#### Dataset items:
= = = =
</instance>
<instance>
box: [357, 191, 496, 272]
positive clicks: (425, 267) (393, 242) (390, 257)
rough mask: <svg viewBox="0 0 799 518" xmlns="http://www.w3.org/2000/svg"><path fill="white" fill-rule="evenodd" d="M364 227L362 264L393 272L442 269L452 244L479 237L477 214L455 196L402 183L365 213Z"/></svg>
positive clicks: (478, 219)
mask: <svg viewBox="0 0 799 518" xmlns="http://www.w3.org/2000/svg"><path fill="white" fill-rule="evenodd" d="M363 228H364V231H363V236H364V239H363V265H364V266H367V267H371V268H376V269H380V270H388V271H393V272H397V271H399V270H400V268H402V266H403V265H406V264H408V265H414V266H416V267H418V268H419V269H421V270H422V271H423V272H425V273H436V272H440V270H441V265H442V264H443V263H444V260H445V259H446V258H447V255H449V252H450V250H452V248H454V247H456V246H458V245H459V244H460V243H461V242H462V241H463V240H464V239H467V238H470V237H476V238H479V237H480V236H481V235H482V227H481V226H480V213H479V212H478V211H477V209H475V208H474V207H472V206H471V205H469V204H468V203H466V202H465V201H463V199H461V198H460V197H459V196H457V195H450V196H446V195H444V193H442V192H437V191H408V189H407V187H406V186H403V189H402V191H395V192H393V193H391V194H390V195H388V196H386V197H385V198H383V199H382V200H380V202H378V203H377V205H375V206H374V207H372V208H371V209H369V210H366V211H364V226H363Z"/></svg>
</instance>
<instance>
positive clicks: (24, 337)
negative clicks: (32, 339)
= = = =
#### Action item:
Each of the records shown above needs to be repeated exactly.

#### Reply to the exercise:
</instance>
<instance>
box: [357, 191, 496, 272]
positive clicks: (425, 267) (393, 242) (390, 257)
rough mask: <svg viewBox="0 0 799 518" xmlns="http://www.w3.org/2000/svg"><path fill="white" fill-rule="evenodd" d="M364 227L362 264L393 272L442 269L452 244L479 237L477 214L455 196L402 183L365 213Z"/></svg>
positive clicks: (478, 219)
mask: <svg viewBox="0 0 799 518" xmlns="http://www.w3.org/2000/svg"><path fill="white" fill-rule="evenodd" d="M363 228H364V231H363V236H364V239H363V265H364V266H367V267H371V268H376V269H380V270H388V271H393V272H397V271H399V270H400V268H402V266H403V265H406V264H408V265H414V266H416V267H418V268H419V269H421V270H422V271H423V272H425V273H436V272H440V270H441V265H442V264H443V263H444V260H445V259H446V258H447V255H449V252H450V250H452V248H454V247H456V246H458V245H459V244H460V243H461V242H462V241H463V240H464V239H467V238H470V237H476V238H479V237H480V236H481V235H482V227H481V226H480V213H479V212H478V211H477V209H475V208H474V207H472V206H471V205H469V204H468V203H466V202H465V201H463V199H461V198H460V197H459V196H457V195H450V196H446V195H444V193H442V192H437V191H408V189H407V187H406V186H403V189H402V191H395V192H393V193H391V194H390V195H388V196H386V197H385V198H383V199H382V200H380V202H378V203H377V205H375V206H374V207H372V208H371V209H369V210H366V211H364V226H363Z"/></svg>
</instance>
<instance>
positive clicks: (24, 337)
negative clicks: (32, 339)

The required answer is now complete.